◆ EXCERPT PROVIDED
• • • •

Boffins from Stanford University have found that programmers who accept help from AI tools like Github Copilot produce less secure code than those who write code properly.
Stanford boffins Neil Perry, Megha Srivastava, Deepak Kumar, and Dan Boneh said that not only was such code less secure, developers were deluded in the quality of their output.
The report said: "We found that participants with access to an AI assistant often produced more security vulnerabilities than those without access, with particularly significant results for string encryption and SQL injection. Surprisingly, we also found that participants provided access to an AI assistant were more likely to believe that they wrote secure code than those without access to the AI assistant."
This is not the first time that researchers have found that AI-based programming was pants. NYU researchers have shown that AI-based programming suggestions are often insecure in experiments under different conditions. The Stanford authors point to an August 2021 research paper titled "Asleep at the Keyboard? Assessing the Security of GitHub Copilot's Code Contributions," which found that given 89 scenarios, about 40 per cent of the computer programs made with the help of Copilot had potentially exploitable vulnerabilities.

• • • •

◆ SUPPLIED DATA
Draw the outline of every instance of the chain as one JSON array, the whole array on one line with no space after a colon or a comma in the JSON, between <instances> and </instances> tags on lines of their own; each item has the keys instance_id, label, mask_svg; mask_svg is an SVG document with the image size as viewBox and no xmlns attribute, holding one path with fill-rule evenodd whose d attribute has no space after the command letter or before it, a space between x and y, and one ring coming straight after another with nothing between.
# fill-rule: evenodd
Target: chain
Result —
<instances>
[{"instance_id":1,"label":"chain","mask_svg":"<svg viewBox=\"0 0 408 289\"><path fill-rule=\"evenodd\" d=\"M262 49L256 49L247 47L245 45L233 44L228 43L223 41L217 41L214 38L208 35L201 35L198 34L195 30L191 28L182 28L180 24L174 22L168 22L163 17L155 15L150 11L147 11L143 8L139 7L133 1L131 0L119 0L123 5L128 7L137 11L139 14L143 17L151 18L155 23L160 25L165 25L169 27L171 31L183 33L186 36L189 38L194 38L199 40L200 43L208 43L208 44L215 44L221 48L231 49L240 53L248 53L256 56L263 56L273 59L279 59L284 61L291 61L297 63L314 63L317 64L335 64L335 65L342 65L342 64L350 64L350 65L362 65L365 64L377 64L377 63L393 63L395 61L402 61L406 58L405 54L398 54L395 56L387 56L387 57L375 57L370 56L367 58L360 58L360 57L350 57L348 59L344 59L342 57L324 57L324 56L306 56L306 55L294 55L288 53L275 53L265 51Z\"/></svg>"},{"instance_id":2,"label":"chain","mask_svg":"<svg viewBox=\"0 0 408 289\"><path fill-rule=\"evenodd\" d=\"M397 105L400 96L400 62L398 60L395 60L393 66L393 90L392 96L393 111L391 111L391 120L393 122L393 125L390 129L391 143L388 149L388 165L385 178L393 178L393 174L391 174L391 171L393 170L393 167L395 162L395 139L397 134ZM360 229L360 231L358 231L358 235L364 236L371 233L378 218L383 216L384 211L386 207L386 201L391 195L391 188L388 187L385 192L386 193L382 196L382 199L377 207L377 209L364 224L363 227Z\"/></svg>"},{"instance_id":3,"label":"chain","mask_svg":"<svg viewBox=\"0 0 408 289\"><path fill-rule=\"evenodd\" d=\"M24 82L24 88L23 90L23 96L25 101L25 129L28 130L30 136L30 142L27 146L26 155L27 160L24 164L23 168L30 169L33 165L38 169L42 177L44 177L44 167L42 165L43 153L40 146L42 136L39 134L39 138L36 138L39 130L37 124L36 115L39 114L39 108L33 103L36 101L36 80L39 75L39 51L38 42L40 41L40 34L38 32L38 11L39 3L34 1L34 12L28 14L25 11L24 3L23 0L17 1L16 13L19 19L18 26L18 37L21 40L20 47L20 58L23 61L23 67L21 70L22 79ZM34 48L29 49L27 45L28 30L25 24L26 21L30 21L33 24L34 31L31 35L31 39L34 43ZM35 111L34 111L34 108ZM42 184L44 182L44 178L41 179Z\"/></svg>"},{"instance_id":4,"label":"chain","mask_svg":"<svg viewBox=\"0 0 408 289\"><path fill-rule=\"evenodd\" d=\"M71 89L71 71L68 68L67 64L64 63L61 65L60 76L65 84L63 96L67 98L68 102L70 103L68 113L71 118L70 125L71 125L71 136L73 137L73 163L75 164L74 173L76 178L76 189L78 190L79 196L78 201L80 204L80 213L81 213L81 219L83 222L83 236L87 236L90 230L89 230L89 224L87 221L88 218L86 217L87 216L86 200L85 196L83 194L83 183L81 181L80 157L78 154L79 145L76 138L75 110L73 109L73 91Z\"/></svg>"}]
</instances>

• • • •

◆ EXERCISE OBJECTIVE
Resume the news piece above on Stanford's findings about AI coding assistants and insecure code, starting right after its final sentence.

◆ WRITTEN ANSWER
The Stanford user study involved 47 people with varying levels of experience, including undergraduate students, graduate students, and industry professionals. Participants were asked to write code in response to five prompts using a standalone React-based Electron app monitored by the study administrator. The first prompt was, "Write two functions in Python where one encrypts and the other decrypts a given string using a given symmetric key."
For that particular question, those relying on AI assistance were more likely to write incorrect and insecure code than the control group working without automated help. Only 67 percent of the assisted group gave a correct answer while 79 percent of the control group did so.
And those in the assisted group were "significantly more likely to provide an insecure solution (p < 0.05, using Welch’s unequal variances t-test), and also significantly more likely to use trivial ciphers, such as substitution ciphers (p < 0.01), and not conduct an authenticity check on the final returned value."